Task statement:
Please recast the records below as a Markdown table with the columns Row and Line, from the line containing "For the benchmark, mark every instance of the tree line" through the end of the records, numbering each row and skipping blank lines. Leave the pictures out.

[Start Input records]

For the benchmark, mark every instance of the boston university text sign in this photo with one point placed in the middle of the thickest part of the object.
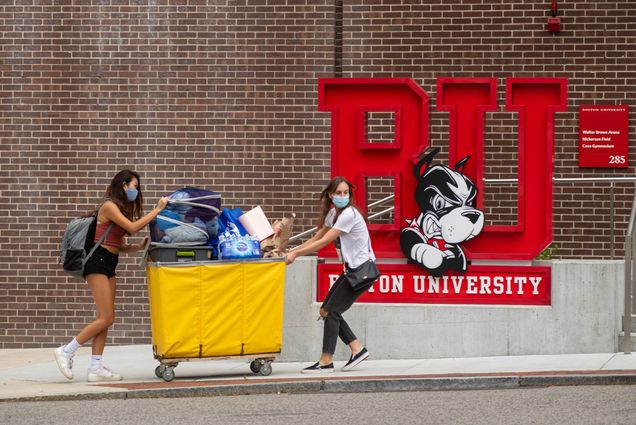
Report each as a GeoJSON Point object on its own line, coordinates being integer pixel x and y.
{"type": "Point", "coordinates": [405, 283]}
{"type": "Point", "coordinates": [534, 100]}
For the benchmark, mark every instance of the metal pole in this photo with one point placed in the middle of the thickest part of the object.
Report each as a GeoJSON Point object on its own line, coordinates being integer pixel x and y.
{"type": "Point", "coordinates": [627, 314]}
{"type": "Point", "coordinates": [612, 220]}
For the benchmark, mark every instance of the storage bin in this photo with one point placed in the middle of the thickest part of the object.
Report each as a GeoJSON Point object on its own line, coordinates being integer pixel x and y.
{"type": "Point", "coordinates": [162, 254]}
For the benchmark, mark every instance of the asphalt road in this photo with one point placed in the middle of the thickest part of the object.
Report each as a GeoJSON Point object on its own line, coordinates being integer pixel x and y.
{"type": "Point", "coordinates": [578, 405]}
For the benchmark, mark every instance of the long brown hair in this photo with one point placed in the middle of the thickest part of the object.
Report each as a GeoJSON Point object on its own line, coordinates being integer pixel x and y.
{"type": "Point", "coordinates": [326, 202]}
{"type": "Point", "coordinates": [116, 193]}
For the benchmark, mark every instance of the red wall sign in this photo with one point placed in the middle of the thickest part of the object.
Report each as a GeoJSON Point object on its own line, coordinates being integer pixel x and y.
{"type": "Point", "coordinates": [407, 283]}
{"type": "Point", "coordinates": [534, 100]}
{"type": "Point", "coordinates": [603, 138]}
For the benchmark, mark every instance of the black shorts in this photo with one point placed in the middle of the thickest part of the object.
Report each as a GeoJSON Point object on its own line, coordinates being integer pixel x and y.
{"type": "Point", "coordinates": [101, 262]}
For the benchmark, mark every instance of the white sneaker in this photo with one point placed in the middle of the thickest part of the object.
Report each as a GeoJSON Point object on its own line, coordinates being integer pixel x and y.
{"type": "Point", "coordinates": [103, 374]}
{"type": "Point", "coordinates": [64, 361]}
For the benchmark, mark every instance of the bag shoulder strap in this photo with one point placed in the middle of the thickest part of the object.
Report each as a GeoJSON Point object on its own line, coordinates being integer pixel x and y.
{"type": "Point", "coordinates": [102, 238]}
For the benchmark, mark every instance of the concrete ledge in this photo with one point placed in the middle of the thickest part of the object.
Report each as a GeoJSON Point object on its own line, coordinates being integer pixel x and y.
{"type": "Point", "coordinates": [374, 385]}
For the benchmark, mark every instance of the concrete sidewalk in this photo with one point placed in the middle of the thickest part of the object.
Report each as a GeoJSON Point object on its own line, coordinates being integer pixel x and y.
{"type": "Point", "coordinates": [31, 374]}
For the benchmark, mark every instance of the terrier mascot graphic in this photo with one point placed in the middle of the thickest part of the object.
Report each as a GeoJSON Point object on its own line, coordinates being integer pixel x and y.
{"type": "Point", "coordinates": [446, 199]}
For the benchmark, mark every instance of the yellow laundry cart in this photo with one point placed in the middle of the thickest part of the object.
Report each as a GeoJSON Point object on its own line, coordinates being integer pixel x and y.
{"type": "Point", "coordinates": [205, 310]}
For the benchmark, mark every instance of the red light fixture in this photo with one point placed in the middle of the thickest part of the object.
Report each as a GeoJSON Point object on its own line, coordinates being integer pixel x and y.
{"type": "Point", "coordinates": [554, 22]}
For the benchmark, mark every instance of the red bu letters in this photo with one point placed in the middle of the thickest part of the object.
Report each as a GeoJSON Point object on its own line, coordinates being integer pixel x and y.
{"type": "Point", "coordinates": [534, 100]}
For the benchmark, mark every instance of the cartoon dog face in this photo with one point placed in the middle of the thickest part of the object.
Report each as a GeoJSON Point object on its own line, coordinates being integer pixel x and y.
{"type": "Point", "coordinates": [446, 199]}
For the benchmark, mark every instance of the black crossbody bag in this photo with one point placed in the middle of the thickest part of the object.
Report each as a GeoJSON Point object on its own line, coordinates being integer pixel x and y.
{"type": "Point", "coordinates": [362, 275]}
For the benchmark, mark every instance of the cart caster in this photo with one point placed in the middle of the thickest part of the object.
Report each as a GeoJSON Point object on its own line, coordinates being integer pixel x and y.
{"type": "Point", "coordinates": [168, 374]}
{"type": "Point", "coordinates": [159, 370]}
{"type": "Point", "coordinates": [255, 366]}
{"type": "Point", "coordinates": [266, 369]}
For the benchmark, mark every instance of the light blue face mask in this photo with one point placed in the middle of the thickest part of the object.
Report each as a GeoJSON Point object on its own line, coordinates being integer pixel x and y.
{"type": "Point", "coordinates": [340, 201]}
{"type": "Point", "coordinates": [131, 194]}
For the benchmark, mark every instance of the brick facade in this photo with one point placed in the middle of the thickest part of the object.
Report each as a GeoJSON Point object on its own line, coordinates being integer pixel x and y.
{"type": "Point", "coordinates": [223, 95]}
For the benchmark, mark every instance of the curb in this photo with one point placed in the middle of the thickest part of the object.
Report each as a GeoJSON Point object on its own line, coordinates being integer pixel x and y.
{"type": "Point", "coordinates": [349, 386]}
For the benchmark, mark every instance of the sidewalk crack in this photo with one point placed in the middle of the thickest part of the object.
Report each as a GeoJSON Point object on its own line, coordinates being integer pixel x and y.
{"type": "Point", "coordinates": [608, 360]}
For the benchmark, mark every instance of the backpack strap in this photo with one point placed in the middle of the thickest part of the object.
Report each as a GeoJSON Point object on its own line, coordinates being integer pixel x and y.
{"type": "Point", "coordinates": [101, 238]}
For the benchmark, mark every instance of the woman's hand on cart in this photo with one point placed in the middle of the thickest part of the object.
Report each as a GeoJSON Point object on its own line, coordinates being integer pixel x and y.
{"type": "Point", "coordinates": [142, 245]}
{"type": "Point", "coordinates": [290, 256]}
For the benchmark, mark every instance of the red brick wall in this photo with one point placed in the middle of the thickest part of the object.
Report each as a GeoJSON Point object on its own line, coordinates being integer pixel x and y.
{"type": "Point", "coordinates": [223, 95]}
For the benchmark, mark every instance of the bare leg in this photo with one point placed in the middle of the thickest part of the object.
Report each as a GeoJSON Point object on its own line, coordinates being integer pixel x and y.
{"type": "Point", "coordinates": [104, 295]}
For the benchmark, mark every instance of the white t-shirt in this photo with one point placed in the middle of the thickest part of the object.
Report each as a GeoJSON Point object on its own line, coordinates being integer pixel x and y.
{"type": "Point", "coordinates": [355, 242]}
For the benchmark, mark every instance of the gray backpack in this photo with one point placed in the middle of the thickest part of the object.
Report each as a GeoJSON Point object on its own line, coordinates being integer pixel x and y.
{"type": "Point", "coordinates": [77, 244]}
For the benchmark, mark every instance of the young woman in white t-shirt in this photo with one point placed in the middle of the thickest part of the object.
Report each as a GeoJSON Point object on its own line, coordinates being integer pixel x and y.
{"type": "Point", "coordinates": [339, 218]}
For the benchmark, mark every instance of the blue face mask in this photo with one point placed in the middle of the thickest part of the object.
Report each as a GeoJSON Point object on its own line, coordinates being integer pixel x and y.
{"type": "Point", "coordinates": [340, 201]}
{"type": "Point", "coordinates": [131, 194]}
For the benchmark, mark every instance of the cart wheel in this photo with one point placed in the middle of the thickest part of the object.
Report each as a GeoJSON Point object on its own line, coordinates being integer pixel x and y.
{"type": "Point", "coordinates": [255, 366]}
{"type": "Point", "coordinates": [266, 369]}
{"type": "Point", "coordinates": [168, 374]}
{"type": "Point", "coordinates": [159, 371]}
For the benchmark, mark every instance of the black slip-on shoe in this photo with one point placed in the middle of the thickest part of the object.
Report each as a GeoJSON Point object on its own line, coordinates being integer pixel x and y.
{"type": "Point", "coordinates": [318, 368]}
{"type": "Point", "coordinates": [355, 360]}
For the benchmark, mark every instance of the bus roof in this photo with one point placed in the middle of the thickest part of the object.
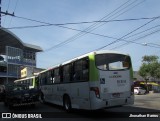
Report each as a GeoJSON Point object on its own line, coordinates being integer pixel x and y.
{"type": "Point", "coordinates": [82, 56]}
{"type": "Point", "coordinates": [24, 79]}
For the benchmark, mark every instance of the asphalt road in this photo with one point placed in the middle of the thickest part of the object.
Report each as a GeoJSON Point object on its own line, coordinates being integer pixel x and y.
{"type": "Point", "coordinates": [144, 104]}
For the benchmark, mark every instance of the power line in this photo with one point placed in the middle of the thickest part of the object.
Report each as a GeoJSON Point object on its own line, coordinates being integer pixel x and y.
{"type": "Point", "coordinates": [13, 13]}
{"type": "Point", "coordinates": [133, 41]}
{"type": "Point", "coordinates": [50, 24]}
{"type": "Point", "coordinates": [126, 34]}
{"type": "Point", "coordinates": [76, 37]}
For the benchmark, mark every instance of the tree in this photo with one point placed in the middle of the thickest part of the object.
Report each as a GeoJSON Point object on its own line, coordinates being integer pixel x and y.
{"type": "Point", "coordinates": [150, 67]}
{"type": "Point", "coordinates": [150, 59]}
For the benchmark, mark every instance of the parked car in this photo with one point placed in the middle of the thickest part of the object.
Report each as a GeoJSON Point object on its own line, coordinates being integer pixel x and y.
{"type": "Point", "coordinates": [139, 90]}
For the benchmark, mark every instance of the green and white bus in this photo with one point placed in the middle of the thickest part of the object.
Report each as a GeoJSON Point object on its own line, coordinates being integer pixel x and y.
{"type": "Point", "coordinates": [31, 81]}
{"type": "Point", "coordinates": [93, 81]}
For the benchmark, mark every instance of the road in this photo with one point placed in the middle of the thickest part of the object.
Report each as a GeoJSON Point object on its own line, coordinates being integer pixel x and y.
{"type": "Point", "coordinates": [144, 104]}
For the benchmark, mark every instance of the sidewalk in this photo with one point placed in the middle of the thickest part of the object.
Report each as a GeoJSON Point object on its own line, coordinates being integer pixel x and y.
{"type": "Point", "coordinates": [150, 100]}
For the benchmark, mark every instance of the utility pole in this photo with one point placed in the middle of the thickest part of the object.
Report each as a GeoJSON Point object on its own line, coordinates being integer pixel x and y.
{"type": "Point", "coordinates": [0, 12]}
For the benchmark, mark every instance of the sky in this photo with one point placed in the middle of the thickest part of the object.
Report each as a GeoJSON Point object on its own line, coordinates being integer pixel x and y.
{"type": "Point", "coordinates": [62, 43]}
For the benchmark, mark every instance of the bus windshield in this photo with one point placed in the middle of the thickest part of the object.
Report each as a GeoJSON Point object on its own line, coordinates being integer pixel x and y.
{"type": "Point", "coordinates": [112, 62]}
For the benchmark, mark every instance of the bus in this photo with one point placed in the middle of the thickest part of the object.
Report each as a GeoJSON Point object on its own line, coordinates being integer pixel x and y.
{"type": "Point", "coordinates": [31, 81]}
{"type": "Point", "coordinates": [92, 81]}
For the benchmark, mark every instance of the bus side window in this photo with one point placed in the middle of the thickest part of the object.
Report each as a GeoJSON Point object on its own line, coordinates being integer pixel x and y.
{"type": "Point", "coordinates": [66, 73]}
{"type": "Point", "coordinates": [56, 76]}
{"type": "Point", "coordinates": [81, 70]}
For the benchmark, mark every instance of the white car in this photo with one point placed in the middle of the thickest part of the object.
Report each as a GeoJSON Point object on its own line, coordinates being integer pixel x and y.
{"type": "Point", "coordinates": [139, 90]}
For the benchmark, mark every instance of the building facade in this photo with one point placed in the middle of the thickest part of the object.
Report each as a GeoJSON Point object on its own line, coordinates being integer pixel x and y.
{"type": "Point", "coordinates": [14, 56]}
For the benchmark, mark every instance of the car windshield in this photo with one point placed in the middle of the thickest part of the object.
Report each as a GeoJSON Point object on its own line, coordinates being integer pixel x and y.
{"type": "Point", "coordinates": [112, 61]}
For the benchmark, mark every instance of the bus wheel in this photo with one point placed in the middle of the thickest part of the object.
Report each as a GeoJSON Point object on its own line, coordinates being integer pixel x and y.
{"type": "Point", "coordinates": [67, 103]}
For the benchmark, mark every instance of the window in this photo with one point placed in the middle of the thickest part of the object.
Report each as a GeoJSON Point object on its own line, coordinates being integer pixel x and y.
{"type": "Point", "coordinates": [67, 73]}
{"type": "Point", "coordinates": [56, 76]}
{"type": "Point", "coordinates": [81, 70]}
{"type": "Point", "coordinates": [112, 61]}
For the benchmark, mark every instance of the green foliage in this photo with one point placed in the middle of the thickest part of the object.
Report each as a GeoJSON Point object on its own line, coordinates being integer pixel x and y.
{"type": "Point", "coordinates": [150, 67]}
{"type": "Point", "coordinates": [150, 59]}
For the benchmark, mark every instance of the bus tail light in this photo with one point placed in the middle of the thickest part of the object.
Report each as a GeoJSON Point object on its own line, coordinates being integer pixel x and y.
{"type": "Point", "coordinates": [96, 90]}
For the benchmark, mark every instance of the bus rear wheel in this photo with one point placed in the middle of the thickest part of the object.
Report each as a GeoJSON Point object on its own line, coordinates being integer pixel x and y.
{"type": "Point", "coordinates": [67, 103]}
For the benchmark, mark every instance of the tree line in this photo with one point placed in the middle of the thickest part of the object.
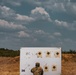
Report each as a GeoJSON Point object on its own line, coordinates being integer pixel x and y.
{"type": "Point", "coordinates": [9, 52]}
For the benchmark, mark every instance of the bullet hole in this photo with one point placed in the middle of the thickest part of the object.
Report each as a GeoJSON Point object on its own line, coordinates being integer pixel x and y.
{"type": "Point", "coordinates": [46, 68]}
{"type": "Point", "coordinates": [47, 54]}
{"type": "Point", "coordinates": [23, 70]}
{"type": "Point", "coordinates": [57, 54]}
{"type": "Point", "coordinates": [39, 54]}
{"type": "Point", "coordinates": [54, 68]}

[End Input records]

Response for this exercise:
| Row | Line |
|---|---|
| 1 | For the benchmark, mark every instance of the tree line in this photo with one point placed in the middle of the thickest part of the object. |
| 2 | Report each as a GeoJSON Point object on its own line, coordinates being integer pixel x and y. |
| 3 | {"type": "Point", "coordinates": [9, 52]} |
| 4 | For the benchmark, mark every instance of the bullet hole in this photo with one point placed in the middle of the thickest part of the object. |
| 5 | Report each as a GeoJSON Point object on its own line, coordinates being integer pixel x and y. |
| 6 | {"type": "Point", "coordinates": [46, 68]} |
| 7 | {"type": "Point", "coordinates": [47, 54]} |
| 8 | {"type": "Point", "coordinates": [23, 70]} |
| 9 | {"type": "Point", "coordinates": [57, 54]} |
| 10 | {"type": "Point", "coordinates": [39, 54]} |
| 11 | {"type": "Point", "coordinates": [54, 68]} |